WRITTEN EXERCISE: Render the lines below as a JSON list of strings, with one string per line and any blank lines omitted.

DATASET EXTRACT:
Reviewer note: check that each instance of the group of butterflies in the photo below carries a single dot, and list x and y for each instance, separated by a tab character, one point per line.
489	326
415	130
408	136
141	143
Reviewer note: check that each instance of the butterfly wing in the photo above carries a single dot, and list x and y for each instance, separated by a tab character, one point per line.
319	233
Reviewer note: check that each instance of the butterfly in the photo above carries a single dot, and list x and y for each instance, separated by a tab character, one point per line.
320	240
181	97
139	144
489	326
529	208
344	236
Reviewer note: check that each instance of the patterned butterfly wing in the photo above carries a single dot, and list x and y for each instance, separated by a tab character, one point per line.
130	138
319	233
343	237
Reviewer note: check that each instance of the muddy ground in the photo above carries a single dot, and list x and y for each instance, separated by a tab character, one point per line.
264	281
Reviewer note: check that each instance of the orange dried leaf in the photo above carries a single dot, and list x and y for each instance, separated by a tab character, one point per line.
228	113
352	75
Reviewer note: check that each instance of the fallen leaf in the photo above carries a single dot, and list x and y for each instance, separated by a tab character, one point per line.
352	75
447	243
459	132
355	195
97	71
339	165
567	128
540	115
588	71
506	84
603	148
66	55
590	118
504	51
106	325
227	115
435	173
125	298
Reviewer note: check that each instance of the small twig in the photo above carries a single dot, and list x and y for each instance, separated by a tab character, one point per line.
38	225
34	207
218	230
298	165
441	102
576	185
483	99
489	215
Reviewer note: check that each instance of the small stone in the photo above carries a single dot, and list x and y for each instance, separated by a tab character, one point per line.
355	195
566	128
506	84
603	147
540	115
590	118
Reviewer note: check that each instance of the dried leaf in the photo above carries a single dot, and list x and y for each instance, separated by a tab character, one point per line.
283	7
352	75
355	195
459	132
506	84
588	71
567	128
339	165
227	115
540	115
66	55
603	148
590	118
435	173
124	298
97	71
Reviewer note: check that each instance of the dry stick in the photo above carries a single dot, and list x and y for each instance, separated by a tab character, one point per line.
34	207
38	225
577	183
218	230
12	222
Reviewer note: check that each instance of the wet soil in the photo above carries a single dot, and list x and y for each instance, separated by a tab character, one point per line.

TASK SOLUTION:
[
  "Reviewer note: check that each instance of the group of butterflies in the photo below carries a single dot, and list x and y for each instance, separated by a tab character, one point per line.",
  "489\t326",
  "415\t130",
  "408\t136",
  "141\t143",
  "Reviewer note: check that each instance of the butterfly wing in the photo above carries a single dot, and list x and y for each instance, separated by a tab character, one point per line.",
  "319\t233",
  "Reviewer note: check that each instance of the butterfly in the photo above carries a single dot, and list x and y for each instance, separated by a tab character, one point per line.",
  "320\t240",
  "181\t97",
  "139\t144",
  "489\t326",
  "529\t208",
  "344\t236",
  "Reviewer note: check that each instance of the patterned butterfly wing in the photo above carries a single dot, and list x and y for each instance, separated by a tab character, one point per line.",
  "130\t138",
  "319\t233",
  "343\t237",
  "Reviewer note: check that each instance of the muddy ground in the photo above carries a single dot, and list x and y for each instance, separated by a tab character, one point per line.",
  "264\t281",
  "Reviewer note: check that each instance of the orange dried leaf in the photo above carries a single dot, and list x and y for each instance, separated by a tab character, one point per line.",
  "228\t113",
  "352\t75",
  "Reviewer note: check that each instance of the fallen leaf in the photo above carries a single dot, and list x and y for each instance, separated by a tab character, one point per line.",
  "352\t75",
  "447\t243",
  "459\t132",
  "355\t195",
  "97\t71",
  "339\t165",
  "567\t128",
  "540\t115",
  "588\t71",
  "506\t84",
  "603\t148",
  "66\t55",
  "590\t118",
  "504\t51",
  "106\t325",
  "227\t115",
  "435\t173",
  "125\t298",
  "Reviewer note: check that each instance of the small twig in the photo above carries a single dot, and list x and y for each instance, separated by a tab character, one point per line.",
  "38\t225",
  "34\t207",
  "218\t230",
  "298\t165",
  "441\t102",
  "576\t185",
  "483\t99",
  "489\t215",
  "Reviewer note: check that each instance of the small stone in the photo above carries a single dot, and list x and y for each instance, separated by a tab character, one point per line.",
  "355\t195",
  "566\t128",
  "506\t84",
  "603\t147",
  "540\t115",
  "590\t118",
  "Reviewer note: check that each instance of the dried leaf in the photo above carries a single dot, and list x and y for each instance, separated by a tab character, one point per line.",
  "283\t7",
  "352\t75",
  "355\t195",
  "459\t132",
  "506\t84",
  "588\t71",
  "567\t128",
  "339\t165",
  "227\t115",
  "540\t115",
  "66\t55",
  "603\t148",
  "590\t118",
  "435\t173",
  "124\t298",
  "97\t71",
  "Reviewer note: check that each instance of the dry stick in the photo above carries a single dot, and list x and y for each instance, separated by a tab character, one point per line.",
  "34\t207",
  "38\t225",
  "577\t183",
  "218\t230",
  "12\t222",
  "Reviewer note: check that each instance of the wet soil in the photo above carries a single dot, and list x and y for each instance, separated by a tab character, one point per line."
]